** start GIVEN PASSAGE **

I used to talk to death face-to-face at least twice a week. His mask was made of course black leather, had silver wings darting from either of the eye sockets and laced up in the back with five dirty white strings.

When I moved in next door to Earl Patrick Freeman he was introduced to me simply as Patty. Although I would never call him anything else, I came to know him as much, much more. Patty Ryan, Bud Freeman, Ace Freeman, and the Zebra Kid was a 5'10", 305lb former professional wrestler who could tell stories about the good old days until the rain stopped falling in Vancouver.

Patty was an anomaly; a circle and a square. He was a titan of a man with hands the size of old portable typewriters and just as scarred. More than just straight rights and leg drops, he'd received no formal education but had an informed answer for every question. With a toothpick spinning like a fresh idea in the corner of his mouth, he routinely swept through obscure categories in Jeopardy! before turning the show off and declaring that it bored him. He could speak on any subject, from the Kennedys to the Protestant Reformation, with a combination of keen understanding and ringside wit that kept all around him enthralled.

Patty also had the savage, gray-eyed glare of a hardened tough guy that kept everybody slightly off balance. He once told me about brawling his way out of a bar in Northern Quebec after a pack of snarly lumberjacks insisted on picking a fight with him and massive fellow wrestler Jean Ferre. Ferre, Patty said, had the most gentle soul of any of the hundreds of men he'd traveled with and never fought outside the ring despite being routinely challenged. But that night one lumberjack swung a pint glass at him. "Jean split that hick open from forehead to chin with one punch," Patty marveled in recollection. "One punch…". Later, Ferre would hack his way out of those back woods and be known all over the world as Andre the Giant. Although he battled his whole life and won his share of scraps, Patty never fared quite so well.

** end GIVEN PASSAGE **
** start DATA LINES **

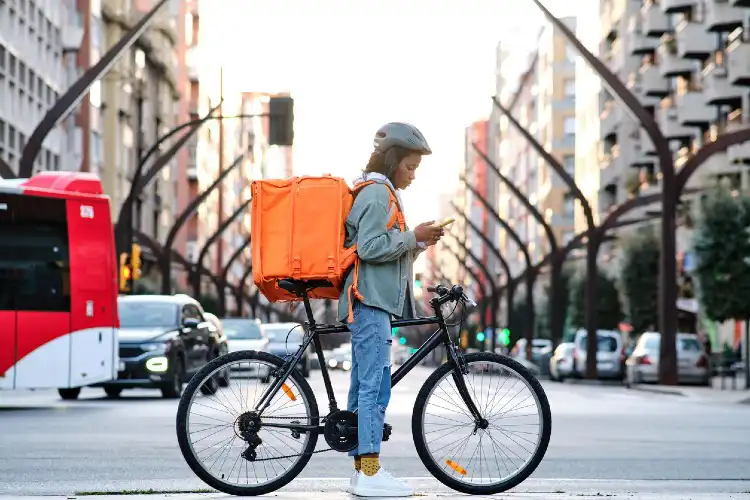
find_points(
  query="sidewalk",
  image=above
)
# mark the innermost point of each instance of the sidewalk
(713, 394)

** end DATA LINES **
** start DATA LINES **

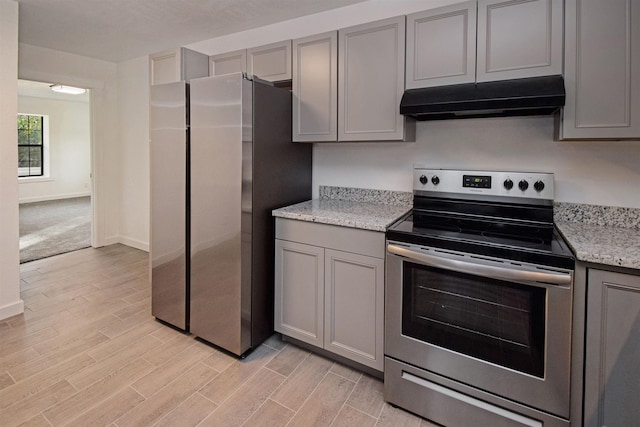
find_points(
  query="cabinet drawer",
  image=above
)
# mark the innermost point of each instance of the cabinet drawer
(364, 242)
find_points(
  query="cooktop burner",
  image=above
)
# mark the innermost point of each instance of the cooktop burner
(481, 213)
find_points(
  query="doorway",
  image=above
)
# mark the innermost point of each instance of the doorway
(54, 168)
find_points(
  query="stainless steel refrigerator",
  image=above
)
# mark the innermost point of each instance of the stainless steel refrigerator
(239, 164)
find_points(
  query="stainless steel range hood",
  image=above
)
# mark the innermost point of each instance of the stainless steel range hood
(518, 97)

** end DATA LINES **
** start DATA LINES **

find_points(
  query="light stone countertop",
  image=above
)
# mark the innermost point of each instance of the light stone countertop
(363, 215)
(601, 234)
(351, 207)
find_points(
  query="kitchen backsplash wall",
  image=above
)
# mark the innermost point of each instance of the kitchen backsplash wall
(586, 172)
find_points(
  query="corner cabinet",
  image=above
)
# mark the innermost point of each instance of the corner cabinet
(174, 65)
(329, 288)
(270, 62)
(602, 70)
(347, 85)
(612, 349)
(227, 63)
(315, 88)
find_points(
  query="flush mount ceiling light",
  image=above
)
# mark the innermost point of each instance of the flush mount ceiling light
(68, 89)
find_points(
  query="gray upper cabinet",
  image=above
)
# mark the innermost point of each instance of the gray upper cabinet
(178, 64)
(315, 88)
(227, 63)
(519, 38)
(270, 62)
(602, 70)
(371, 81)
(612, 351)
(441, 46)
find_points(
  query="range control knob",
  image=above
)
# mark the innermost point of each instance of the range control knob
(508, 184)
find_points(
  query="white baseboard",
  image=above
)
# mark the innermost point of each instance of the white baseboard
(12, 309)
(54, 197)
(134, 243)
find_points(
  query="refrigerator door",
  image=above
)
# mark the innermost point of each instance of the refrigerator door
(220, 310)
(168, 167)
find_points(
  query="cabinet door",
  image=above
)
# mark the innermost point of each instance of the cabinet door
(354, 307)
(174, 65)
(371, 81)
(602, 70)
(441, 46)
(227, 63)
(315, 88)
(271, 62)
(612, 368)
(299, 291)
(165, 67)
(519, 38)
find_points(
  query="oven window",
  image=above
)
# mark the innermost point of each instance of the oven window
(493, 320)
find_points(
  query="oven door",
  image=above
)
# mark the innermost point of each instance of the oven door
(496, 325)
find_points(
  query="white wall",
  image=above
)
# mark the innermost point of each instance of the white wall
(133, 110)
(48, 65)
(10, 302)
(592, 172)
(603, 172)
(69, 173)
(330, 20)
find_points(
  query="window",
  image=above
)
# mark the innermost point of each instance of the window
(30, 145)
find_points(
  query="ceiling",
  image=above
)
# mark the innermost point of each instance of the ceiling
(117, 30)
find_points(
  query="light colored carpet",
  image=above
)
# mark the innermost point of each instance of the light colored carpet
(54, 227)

** end DATA LINES **

=== TO BE DONE ===
- a) In the memoir about the former wrestler, under what name did Jean Ferre later become known all over the world?
- b) Revise the stretch of the memoir about the former wrestler from "When I moved" through "falling in Vancouver.", replacing "Vancouver" with "Seattle".

=== RESPONSES PER TASK ===
- a) Andre the Giant

- b)
When I moved in next door to Earl Patrick Freeman he was introduced to me simply as Patty. Although I would never call him anything else, I came to know him as much, much more. Patty Ryan, Bud Freeman, Ace Freeman, and the Zebra Kid was a 5'10", 305lb former professional wrestler who could tell stories about the good old days until the rain stopped falling in Seattle.